BRIEF:
State how many lines in the records below contain the string "tree", treating uppercase and lowercase as distinct. Give only the number.

--- --- ---

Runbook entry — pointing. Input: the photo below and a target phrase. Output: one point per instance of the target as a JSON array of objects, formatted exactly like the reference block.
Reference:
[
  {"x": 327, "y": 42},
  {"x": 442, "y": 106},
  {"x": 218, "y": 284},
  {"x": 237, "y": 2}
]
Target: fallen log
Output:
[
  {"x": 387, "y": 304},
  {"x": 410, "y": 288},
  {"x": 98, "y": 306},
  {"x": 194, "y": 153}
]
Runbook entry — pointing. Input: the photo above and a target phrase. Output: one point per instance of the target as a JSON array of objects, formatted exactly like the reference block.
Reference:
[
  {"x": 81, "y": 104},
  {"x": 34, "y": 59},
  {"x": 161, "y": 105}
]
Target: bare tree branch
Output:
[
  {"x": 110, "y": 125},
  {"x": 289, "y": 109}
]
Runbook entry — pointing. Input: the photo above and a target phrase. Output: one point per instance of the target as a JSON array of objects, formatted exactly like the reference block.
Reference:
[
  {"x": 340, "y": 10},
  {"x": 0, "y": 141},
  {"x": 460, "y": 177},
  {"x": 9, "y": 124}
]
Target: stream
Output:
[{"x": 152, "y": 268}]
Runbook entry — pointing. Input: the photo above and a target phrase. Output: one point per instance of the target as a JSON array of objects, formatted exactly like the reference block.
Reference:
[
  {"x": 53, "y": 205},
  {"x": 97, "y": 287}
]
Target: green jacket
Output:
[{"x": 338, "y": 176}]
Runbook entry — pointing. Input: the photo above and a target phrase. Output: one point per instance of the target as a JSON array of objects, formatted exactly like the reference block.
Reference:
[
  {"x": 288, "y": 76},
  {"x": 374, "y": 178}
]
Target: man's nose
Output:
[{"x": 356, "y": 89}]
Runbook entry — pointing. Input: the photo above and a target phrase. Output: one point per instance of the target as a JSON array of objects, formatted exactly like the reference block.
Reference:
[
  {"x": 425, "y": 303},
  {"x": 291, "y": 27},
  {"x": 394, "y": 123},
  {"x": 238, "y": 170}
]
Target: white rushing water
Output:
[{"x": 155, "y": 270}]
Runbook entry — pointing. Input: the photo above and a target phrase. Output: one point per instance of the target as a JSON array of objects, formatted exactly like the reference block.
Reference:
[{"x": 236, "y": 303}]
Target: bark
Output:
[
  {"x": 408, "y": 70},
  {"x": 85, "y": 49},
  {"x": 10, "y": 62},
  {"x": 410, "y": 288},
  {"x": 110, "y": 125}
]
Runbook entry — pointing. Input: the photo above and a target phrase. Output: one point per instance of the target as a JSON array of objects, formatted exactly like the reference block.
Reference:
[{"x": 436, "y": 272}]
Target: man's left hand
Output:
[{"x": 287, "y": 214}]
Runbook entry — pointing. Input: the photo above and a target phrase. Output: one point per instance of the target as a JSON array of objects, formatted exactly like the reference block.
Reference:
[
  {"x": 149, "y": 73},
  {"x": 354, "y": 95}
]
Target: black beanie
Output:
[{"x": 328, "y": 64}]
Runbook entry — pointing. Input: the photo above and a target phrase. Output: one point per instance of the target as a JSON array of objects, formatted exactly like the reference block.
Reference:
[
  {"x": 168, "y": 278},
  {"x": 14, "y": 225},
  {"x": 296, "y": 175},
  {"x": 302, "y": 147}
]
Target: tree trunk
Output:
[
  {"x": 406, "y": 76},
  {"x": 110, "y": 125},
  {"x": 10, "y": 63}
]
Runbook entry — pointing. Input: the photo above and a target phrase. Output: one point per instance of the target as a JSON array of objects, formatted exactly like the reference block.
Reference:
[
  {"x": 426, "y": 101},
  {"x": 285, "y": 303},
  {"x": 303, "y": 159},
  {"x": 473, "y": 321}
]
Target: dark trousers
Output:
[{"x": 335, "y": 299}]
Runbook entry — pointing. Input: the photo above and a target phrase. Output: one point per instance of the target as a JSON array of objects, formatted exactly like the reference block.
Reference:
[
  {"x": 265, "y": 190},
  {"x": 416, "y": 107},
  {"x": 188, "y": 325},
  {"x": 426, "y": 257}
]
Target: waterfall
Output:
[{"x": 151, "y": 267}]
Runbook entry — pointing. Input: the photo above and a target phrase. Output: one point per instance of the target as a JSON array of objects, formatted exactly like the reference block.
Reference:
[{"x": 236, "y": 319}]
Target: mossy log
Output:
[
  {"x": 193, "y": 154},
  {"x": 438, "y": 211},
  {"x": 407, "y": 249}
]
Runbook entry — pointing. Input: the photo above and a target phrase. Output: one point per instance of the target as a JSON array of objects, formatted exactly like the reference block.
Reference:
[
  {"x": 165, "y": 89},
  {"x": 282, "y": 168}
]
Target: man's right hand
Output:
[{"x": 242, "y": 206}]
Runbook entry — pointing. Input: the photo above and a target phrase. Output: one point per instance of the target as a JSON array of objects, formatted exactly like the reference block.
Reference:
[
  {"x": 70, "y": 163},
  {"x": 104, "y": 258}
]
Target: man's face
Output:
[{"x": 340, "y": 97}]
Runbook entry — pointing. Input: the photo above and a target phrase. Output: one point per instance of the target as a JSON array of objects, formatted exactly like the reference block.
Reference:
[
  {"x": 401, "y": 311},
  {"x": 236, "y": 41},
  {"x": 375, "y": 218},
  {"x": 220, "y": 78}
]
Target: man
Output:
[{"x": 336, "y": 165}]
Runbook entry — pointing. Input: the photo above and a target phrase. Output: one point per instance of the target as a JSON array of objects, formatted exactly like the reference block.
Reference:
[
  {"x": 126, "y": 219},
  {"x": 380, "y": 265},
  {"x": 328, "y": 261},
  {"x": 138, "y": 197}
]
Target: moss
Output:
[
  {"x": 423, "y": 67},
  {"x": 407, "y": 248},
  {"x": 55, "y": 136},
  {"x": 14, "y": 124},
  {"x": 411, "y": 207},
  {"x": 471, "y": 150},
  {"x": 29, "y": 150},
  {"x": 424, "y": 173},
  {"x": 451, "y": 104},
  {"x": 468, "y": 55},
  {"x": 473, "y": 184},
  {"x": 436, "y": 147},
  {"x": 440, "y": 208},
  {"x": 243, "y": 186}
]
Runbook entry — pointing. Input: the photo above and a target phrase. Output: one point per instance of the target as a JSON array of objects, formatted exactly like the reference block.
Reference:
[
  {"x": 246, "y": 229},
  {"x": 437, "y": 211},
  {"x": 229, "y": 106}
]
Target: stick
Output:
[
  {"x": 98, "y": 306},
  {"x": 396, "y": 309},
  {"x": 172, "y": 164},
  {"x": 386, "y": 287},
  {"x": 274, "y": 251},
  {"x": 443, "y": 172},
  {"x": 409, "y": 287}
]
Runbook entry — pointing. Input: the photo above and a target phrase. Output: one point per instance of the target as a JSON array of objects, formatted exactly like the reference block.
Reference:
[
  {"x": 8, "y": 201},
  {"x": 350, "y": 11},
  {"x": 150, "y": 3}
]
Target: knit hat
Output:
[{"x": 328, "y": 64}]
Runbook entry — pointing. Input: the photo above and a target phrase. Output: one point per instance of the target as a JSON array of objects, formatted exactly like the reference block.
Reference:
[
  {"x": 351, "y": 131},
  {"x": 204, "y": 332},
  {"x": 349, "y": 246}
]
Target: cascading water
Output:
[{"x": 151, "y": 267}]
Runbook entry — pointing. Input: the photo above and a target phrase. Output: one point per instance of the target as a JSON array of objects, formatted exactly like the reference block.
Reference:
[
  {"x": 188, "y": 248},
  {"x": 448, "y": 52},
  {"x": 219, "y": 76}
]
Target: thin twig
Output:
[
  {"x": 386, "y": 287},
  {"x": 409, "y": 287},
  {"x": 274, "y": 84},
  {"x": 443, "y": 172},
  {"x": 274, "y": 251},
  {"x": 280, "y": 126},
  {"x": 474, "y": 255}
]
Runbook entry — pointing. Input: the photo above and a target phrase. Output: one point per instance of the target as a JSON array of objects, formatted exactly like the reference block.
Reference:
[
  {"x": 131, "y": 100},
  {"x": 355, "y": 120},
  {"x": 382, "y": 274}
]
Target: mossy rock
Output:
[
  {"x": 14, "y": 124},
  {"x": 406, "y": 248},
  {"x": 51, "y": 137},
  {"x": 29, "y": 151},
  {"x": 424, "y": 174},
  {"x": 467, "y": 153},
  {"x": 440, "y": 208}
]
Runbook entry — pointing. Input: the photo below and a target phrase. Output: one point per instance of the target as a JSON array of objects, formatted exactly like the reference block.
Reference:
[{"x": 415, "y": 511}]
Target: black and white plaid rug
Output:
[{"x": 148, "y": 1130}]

--- --- ---

TASK OUTPUT:
2